WORK REQUEST – Please transcribe the entries below exactly and leave out every picture.

DATA SUPPLIED –
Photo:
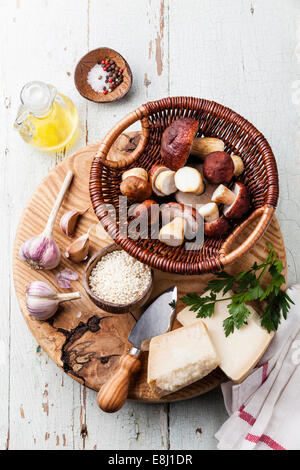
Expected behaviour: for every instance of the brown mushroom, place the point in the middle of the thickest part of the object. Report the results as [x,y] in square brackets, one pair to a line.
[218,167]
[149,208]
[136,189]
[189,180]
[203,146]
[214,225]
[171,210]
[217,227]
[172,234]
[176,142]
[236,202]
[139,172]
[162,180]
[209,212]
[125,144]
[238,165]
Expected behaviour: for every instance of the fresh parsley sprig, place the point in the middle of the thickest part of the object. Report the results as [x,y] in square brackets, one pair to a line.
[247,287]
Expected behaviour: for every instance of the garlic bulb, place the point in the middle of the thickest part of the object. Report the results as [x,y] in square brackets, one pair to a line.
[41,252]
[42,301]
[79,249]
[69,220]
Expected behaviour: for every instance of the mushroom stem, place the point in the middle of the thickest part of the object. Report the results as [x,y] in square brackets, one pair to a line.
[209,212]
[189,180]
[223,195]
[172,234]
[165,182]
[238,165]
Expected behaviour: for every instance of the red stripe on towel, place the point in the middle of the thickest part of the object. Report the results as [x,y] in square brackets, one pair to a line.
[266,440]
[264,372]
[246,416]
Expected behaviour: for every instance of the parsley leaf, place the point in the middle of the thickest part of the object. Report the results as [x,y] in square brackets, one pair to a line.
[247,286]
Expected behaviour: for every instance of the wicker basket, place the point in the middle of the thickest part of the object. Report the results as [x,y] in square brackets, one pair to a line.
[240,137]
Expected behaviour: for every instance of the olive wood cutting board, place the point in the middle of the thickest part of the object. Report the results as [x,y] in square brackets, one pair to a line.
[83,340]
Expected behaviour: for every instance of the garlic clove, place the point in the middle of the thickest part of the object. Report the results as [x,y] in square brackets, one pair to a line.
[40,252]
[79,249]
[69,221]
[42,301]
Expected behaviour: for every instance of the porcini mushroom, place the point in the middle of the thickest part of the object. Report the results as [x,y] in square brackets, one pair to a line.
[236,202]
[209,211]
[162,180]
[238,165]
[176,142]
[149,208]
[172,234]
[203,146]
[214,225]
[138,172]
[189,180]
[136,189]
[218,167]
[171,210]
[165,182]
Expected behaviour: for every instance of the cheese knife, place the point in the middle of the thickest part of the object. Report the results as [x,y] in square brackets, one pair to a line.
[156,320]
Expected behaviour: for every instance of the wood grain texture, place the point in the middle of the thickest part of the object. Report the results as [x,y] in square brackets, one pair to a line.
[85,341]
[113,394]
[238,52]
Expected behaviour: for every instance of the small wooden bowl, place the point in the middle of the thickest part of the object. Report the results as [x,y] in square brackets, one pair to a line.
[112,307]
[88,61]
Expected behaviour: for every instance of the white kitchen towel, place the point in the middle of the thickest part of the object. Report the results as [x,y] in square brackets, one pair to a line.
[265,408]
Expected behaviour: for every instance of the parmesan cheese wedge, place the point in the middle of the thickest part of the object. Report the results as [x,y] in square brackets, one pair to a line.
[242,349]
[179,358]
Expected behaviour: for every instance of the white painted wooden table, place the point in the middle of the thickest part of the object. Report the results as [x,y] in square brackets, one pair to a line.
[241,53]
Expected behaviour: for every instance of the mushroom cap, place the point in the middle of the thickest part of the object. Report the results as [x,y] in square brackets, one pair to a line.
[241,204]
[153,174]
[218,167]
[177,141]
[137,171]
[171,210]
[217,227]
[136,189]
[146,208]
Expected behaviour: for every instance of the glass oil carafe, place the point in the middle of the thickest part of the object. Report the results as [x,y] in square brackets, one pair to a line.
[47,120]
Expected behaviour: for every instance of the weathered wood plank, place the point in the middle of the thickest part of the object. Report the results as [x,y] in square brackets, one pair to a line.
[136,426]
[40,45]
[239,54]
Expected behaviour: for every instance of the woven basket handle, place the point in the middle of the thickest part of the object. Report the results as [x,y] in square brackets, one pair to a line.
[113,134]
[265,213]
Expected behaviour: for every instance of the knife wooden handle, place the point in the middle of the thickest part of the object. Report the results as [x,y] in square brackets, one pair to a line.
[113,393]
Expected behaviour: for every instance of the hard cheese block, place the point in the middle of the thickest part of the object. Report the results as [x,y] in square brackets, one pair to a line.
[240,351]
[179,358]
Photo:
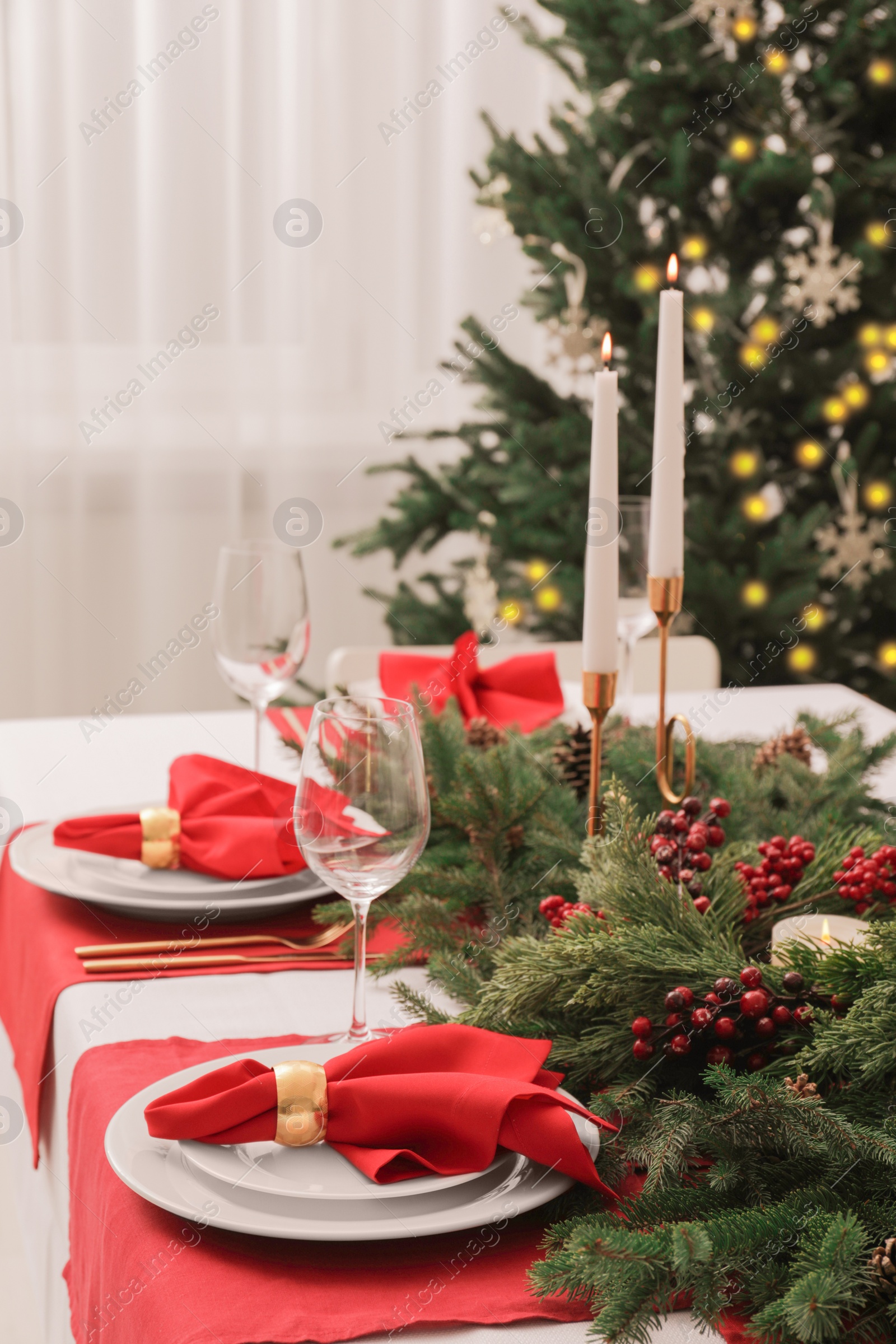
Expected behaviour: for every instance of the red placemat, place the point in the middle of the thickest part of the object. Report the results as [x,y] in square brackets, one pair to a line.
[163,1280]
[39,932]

RESULT OF THIS EXERCISE –
Photo:
Expected behaviour: for every instance of the brown mushroom, place the point in the middle of the thickest part of the object. Report the results as [x,y] in square brackets, one pair to a line.
[218,167]
[149,208]
[136,189]
[189,180]
[203,146]
[214,225]
[171,210]
[217,227]
[172,234]
[176,142]
[236,202]
[139,172]
[162,180]
[209,212]
[125,144]
[238,165]
Expected behaviour: for every instance of the fresh parsley sprig, place the point in the middle of the thickest part of the object. Report the results as [x,y] in square brackets, one pair to a line.
[247,287]
Expected behaviour: for every instance of the garlic bulb, place the point in the middle of the thickest part of the object. Report the results as [x,y] in square brackets, one pair to a line.
[41,252]
[42,301]
[79,249]
[69,220]
Expected behaviour: for every instance of the mushroom stem, place the point in the middle of the thickest part of the object. Report the results as [x,y] in square brackets, one pair to a line.
[209,212]
[189,180]
[223,195]
[172,234]
[165,182]
[238,165]
Expected behaviour: for every instance of the red stripe on towel, place the point in the middle of the thickest part of the object. Report the results as [x,y] in square brackets, one pair to a line.
[266,440]
[264,372]
[246,416]
Expected behaviour: for every instance of the parsley leaf, place the point in the middle of the thickest part of the object. Report the results as [x,y] in square brackets, one pair to a line.
[247,286]
Expected behaviour: for every instance of the wicker basket, place the point in the middle of the thickest part of the object. Report the results as [x,y] in square brackets, one pair to a line.
[240,137]
Expected behaviour: for every instance of the olive wood cutting board, place the point in the middle of the thickest part of the object. Report the results as [x,y] in square brackets, one pair to a line.
[83,340]
Expected behaviour: for every instance of the garlic clove, place the point in the middle of the thickest part of the object. Report the results as [x,y] in square brackets, one pair to a line.
[40,252]
[79,249]
[69,221]
[42,301]
Expected behaviour: for every instance of the porcini mushroom, place the point in the middle of the thickest part of the object. Report the results as [x,y] in square brackets, one pair to a line.
[236,202]
[209,211]
[162,180]
[238,165]
[176,142]
[149,208]
[172,234]
[203,146]
[214,225]
[138,172]
[189,180]
[136,189]
[218,167]
[171,210]
[165,182]
Expected behaviour: for every instance of the cheese knife, place the point in the middle of the thickest part of the object. Report the results as [x,y] in square brackets, one pair to a line.
[156,320]
Expected behaviour: for every instance of the wood grain texture, place the point in the middle of the thickest part of the object. Report the results as [x,y] in square brackets, one pair to a line.
[85,341]
[113,394]
[238,52]
Expected behaviour: for every instance of the small wooden bowl, place the point in the middle of the thickest part of the object. Report the results as [x,y] in square brackets, one pair to a line.
[112,307]
[88,61]
Expected behaviour: for every instance of the white kitchen towel, place the point in the middle of the thickest part of the object. Report the results as [x,y] in square brackets, one pair to a line.
[265,408]
Expected behaviour: for every instance of the parmesan cheese wedge, place the point in the middle of the thickest part of the object. Report the results as [x,y] in square brackets, one pair to a line.
[242,349]
[179,358]
Expected behaviour: for every instance of the white painted wooden table, place the point in the middle of the thickest part of the object. Report the results as [x,y] in square brackets, one pair to a line.
[241,53]
Expected behaviour: for every instance of the mushroom cap, place the point in the middle of the thickest part of the object. Report the results as [x,y] in square brackets, one pair to a line.
[241,204]
[153,174]
[218,167]
[177,141]
[137,171]
[171,210]
[217,227]
[136,189]
[146,208]
Expected behaviour: for every instance of the glass oil carafe, place the point in the middle of the thickest part of the object. Report the results as [x,y] in square brackets, one pair to a line.
[47,120]
Expected behaviour: for every instance of the weathered wood plank, place the point in the middle of the thickest part of the object. Report the results as [x,y] in square brackets, one pair to a line.
[136,426]
[40,45]
[239,54]
Expected behaviour: for every instance of the woven basket handle, place the point in the middle of the thickest part of the object. Report the results as [x,y] in square brackets, one pair to a line.
[113,134]
[265,213]
Expected behaviour: for every instance of the knife wooden handle, place the point in the middle of the thickest part of the object. Report the results as [x,y] in square brackets, one pair to a line.
[113,393]
Expected behaviour: for every instance of the hard cheese block, place the point in the middle of the thickest part of the object. Report the results as [x,y] in square brackets, one pair to a line.
[240,351]
[179,358]
Photo:
Expected behaviour: for every instance of the red placemat, place the point in the middle of the thickest part of the object. Report the results as [x,y] in square brackets, one pair to a line.
[163,1280]
[39,932]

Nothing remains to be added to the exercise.